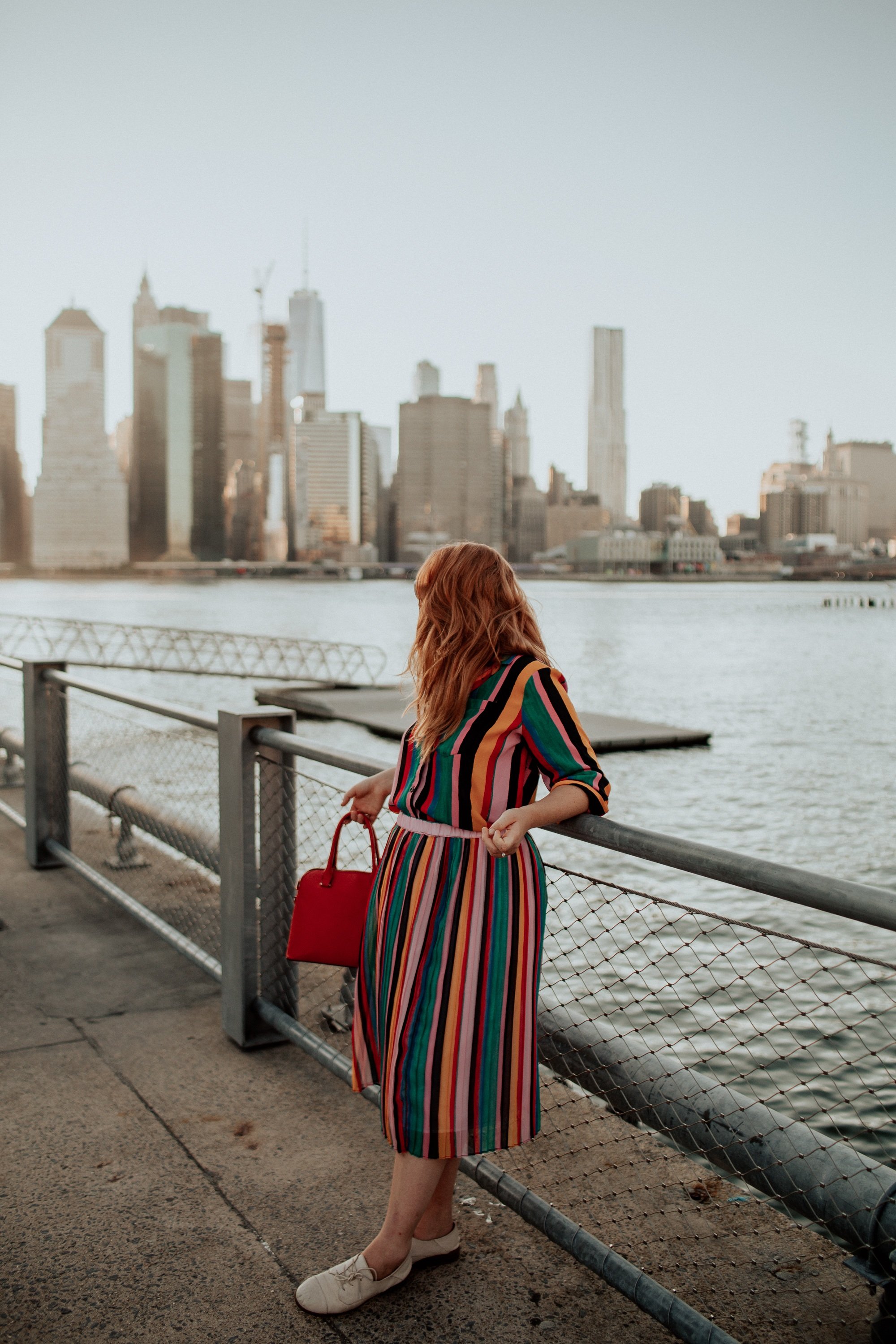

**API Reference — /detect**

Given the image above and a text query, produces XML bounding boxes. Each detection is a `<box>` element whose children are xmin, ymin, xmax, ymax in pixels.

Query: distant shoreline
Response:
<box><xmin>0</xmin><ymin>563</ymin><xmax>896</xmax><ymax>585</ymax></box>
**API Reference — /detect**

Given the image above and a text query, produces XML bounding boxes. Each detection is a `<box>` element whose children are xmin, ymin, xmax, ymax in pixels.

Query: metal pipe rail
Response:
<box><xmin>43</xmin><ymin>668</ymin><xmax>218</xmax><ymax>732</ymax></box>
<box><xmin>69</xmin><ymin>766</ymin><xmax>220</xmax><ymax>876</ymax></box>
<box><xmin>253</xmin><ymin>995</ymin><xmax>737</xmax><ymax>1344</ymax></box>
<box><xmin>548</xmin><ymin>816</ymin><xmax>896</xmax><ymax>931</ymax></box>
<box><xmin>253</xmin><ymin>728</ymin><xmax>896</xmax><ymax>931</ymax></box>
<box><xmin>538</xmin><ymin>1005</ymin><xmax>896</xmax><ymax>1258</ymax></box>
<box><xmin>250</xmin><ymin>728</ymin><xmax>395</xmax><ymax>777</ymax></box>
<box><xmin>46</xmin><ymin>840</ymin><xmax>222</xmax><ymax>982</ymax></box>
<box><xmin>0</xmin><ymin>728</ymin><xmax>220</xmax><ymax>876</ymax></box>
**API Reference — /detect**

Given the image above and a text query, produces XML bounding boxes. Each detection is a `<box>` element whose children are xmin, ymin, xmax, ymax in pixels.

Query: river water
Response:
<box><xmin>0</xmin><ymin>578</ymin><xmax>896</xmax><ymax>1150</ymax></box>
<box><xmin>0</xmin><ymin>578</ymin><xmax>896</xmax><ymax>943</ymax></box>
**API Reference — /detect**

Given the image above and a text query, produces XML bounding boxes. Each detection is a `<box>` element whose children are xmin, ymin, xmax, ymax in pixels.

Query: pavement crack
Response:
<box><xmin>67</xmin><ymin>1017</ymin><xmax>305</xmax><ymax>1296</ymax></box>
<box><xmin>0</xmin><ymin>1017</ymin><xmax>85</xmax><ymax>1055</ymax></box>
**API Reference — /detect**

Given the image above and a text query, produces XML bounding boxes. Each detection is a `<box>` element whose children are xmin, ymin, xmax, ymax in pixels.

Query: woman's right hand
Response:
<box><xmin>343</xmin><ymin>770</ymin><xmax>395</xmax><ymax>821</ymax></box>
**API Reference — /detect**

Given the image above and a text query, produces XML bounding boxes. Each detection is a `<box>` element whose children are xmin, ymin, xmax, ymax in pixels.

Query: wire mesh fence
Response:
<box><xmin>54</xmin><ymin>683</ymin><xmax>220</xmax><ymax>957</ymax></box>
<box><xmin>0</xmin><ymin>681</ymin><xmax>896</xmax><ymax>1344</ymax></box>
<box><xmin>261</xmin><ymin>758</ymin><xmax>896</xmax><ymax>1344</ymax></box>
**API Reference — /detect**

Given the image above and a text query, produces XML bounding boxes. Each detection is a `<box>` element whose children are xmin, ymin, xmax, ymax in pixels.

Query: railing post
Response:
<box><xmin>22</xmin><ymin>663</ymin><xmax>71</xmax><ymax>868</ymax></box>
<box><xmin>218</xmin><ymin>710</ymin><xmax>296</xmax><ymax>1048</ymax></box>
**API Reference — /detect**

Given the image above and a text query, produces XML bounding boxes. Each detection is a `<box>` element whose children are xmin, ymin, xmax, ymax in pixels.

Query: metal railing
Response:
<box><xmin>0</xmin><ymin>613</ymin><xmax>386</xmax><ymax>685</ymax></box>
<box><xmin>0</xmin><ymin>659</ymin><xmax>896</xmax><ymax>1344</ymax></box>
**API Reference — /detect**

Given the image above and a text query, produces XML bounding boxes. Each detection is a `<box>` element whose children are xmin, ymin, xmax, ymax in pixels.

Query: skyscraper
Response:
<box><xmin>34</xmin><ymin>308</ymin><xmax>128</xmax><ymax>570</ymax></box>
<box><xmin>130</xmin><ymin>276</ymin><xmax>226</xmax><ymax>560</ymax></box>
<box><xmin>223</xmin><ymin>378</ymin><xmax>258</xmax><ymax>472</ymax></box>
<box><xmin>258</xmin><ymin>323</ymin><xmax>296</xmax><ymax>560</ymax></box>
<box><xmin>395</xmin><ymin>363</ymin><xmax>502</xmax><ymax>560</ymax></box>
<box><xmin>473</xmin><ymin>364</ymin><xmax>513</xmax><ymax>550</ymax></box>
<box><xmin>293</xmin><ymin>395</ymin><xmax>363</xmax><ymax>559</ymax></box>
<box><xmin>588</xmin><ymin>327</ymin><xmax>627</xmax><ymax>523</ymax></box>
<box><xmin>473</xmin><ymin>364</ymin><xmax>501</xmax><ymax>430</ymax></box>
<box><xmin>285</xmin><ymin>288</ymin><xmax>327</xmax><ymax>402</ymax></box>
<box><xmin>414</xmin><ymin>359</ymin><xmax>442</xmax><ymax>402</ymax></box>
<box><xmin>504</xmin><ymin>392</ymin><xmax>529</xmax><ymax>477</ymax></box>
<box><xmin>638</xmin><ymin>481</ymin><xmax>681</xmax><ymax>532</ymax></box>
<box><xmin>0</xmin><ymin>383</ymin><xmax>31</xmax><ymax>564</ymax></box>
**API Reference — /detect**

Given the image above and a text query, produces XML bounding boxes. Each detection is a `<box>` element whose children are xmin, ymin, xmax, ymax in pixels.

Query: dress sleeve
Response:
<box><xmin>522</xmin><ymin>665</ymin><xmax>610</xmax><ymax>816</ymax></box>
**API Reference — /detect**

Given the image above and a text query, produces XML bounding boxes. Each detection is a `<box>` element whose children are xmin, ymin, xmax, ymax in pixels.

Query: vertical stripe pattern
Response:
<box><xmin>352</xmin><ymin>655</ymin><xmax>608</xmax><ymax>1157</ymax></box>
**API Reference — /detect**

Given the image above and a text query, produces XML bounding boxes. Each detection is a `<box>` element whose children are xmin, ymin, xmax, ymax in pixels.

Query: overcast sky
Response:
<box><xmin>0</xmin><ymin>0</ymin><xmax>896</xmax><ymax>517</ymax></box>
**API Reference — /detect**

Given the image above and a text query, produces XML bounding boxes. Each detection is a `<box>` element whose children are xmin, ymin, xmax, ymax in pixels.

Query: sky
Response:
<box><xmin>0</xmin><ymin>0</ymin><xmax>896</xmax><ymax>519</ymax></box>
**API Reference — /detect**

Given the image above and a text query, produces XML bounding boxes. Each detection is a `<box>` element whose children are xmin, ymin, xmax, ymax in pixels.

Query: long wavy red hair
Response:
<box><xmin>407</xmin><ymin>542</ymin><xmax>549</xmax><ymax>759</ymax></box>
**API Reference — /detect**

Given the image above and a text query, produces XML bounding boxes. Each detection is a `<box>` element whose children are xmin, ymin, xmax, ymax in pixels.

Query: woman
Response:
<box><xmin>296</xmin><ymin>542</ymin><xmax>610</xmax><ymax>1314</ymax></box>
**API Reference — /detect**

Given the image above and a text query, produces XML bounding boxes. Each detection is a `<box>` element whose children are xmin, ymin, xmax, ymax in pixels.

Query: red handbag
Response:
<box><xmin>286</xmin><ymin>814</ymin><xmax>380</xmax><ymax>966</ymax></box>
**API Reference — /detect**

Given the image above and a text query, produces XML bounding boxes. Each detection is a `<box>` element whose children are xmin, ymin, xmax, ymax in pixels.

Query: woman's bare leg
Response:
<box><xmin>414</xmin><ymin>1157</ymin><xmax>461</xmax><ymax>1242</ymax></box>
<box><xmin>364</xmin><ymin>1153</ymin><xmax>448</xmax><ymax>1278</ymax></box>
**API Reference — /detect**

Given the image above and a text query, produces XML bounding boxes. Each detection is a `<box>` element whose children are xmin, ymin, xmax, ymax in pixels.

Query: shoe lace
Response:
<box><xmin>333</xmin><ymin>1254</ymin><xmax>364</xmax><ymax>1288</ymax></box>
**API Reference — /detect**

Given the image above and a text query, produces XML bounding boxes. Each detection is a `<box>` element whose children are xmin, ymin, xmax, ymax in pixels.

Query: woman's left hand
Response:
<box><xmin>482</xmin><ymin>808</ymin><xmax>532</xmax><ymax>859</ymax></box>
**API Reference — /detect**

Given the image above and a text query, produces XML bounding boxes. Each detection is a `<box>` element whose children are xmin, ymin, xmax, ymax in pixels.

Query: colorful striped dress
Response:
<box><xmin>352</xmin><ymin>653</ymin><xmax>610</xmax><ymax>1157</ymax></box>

**********

**Exercise requirements:** How many lines of the items above contain the word "metal", with case counting? Give only the number.

**Complete response:** 2